— Begin Provided data —

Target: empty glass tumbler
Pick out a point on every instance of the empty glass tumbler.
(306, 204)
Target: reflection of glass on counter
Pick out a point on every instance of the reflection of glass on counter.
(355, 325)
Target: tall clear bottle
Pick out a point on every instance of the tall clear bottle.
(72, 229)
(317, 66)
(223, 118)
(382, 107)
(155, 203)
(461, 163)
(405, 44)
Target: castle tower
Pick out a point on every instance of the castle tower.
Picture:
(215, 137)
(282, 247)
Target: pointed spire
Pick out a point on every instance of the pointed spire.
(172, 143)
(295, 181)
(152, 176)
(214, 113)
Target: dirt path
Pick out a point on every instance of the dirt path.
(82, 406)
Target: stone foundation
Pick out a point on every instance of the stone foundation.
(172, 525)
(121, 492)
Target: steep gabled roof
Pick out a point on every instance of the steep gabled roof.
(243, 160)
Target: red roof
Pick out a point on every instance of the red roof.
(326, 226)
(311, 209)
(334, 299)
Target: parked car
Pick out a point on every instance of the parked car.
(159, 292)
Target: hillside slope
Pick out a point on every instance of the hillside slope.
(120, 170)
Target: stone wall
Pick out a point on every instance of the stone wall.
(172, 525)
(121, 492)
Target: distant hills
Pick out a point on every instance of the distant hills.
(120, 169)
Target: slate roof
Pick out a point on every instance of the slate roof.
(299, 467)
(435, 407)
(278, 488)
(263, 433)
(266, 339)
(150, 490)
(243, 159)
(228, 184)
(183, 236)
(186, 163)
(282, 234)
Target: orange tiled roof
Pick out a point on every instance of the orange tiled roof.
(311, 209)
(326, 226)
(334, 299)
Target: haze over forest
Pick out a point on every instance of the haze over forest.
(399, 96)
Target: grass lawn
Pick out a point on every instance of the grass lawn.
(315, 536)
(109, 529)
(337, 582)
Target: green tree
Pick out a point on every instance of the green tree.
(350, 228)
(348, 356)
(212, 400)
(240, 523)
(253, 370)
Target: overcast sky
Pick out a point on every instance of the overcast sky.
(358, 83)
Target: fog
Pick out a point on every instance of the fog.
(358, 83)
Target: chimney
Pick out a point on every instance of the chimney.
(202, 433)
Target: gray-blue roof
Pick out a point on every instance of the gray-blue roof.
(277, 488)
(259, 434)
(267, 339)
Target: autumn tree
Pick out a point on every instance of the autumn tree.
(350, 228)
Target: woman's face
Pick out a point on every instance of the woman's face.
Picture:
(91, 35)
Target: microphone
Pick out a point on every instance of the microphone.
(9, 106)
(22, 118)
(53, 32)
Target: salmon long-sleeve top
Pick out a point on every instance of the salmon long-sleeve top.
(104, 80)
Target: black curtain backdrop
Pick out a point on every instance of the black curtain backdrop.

— End Provided data —

Please write out the entries word for word, beginning at the line that contains "Target: microphone" and ending after the final line of the entries.

(Result of this exercise):
Target: microphone
Pick out a point on every instance of the microphone.
(9, 106)
(22, 118)
(53, 32)
Target: salmon long-sleeve top
Pick out a point on every instance of the salmon long-sleeve top.
(104, 80)
Target: black curtain backdrop
Pick out a point on every instance of the black curtain backdrop.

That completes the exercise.